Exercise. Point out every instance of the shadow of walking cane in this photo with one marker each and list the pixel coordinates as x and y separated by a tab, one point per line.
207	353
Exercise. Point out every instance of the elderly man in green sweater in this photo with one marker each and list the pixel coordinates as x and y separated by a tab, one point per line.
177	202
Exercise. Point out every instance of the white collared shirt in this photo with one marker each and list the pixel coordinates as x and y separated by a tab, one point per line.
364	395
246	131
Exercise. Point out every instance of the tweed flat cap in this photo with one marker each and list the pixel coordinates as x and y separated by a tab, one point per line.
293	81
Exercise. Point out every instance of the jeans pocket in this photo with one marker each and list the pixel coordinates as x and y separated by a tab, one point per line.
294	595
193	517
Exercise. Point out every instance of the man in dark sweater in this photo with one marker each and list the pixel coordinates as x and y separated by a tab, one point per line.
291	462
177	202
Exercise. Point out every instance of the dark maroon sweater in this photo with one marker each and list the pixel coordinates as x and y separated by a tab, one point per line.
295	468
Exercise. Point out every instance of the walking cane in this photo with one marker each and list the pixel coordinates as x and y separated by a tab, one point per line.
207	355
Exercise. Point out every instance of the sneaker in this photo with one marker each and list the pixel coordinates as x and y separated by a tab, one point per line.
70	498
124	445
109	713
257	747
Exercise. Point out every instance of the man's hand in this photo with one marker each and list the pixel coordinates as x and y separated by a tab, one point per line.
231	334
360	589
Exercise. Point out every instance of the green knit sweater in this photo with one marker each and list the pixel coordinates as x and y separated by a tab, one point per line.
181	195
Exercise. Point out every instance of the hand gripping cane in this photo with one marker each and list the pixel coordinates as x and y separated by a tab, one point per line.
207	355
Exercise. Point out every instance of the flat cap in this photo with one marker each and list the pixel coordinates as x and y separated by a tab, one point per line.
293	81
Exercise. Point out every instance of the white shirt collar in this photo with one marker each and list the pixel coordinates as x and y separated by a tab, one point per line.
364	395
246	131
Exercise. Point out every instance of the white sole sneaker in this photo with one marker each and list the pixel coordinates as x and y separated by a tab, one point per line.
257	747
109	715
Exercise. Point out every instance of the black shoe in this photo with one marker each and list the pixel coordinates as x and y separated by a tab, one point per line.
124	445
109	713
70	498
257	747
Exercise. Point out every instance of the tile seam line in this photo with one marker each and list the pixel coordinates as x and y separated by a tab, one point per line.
■ ■ ■ ■ ■
→ **Problem**
From the line containing "Exercise. Point out every instance of the man's" down to the last line, reproduce the records exactly. Include both ends.

→ **Correct result**
Exercise. Point out every instance of the man's hand in this photo with one marker each and list the pixel coordinates as x and y separated by a tab, one point per line.
231	334
360	589
Exercise. Point out every instance of the green knit sweater in this photo with one marker each and list the pixel coordinates as x and y separated by a tab, one point per line.
181	195
Exercise. Point out every instance of the hand gripping cane in this photo with one marker each and list the pixel coordinates as x and y separated by a tab, one point per line.
207	355
Exercise. Point out every instance of the flat cap in this photo with one marker each and list the pixel coordinates as x and y separated by a tab, one point per line.
293	81
Exercise. Point out every instance of the white shirt collar in this photo with one marker each and list the pixel coordinates as x and y separated by a tab, one point per line.
364	395
246	131
Exercise. Point out every instance of the white sole sneaker in this photo with one marker each and list the pixel coordinates as x and y separated by a tab, one point per line.
257	747
109	715
Exercise. Point out every instance of the black shoe in this photo with one marker each and list the pixel coordinates as x and y separated by a tab, one point per line.
124	445
109	713
70	498
257	747
Exercise. Point out every instance of the tile seam line in this photo with one marker each and list the pixel coordinates as x and y separated by a tab, one point per line.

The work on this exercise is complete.